**Objective**: Can you update the listing below by changing "box them" to "mark them" everywhere it appears and keeping everything else the same? Leave the pictures out of your answer.

━━━━━━━━━━━━━━━━━━━━━━━━━━━━━━

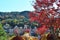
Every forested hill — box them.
[0,11,30,19]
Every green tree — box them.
[0,24,8,40]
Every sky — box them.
[0,0,34,12]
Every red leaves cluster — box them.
[29,0,60,33]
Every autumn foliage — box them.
[29,0,60,34]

━━━━━━━━━━━━━━━━━━━━━━━━━━━━━━

**The reply**:
Every forested hill — mark them.
[0,11,30,19]
Every green tree — mark them.
[0,24,8,40]
Every sky — mark them.
[0,0,34,12]
Every red leaves cluster — mark them.
[29,0,60,33]
Every autumn foliage — mark them.
[29,0,60,34]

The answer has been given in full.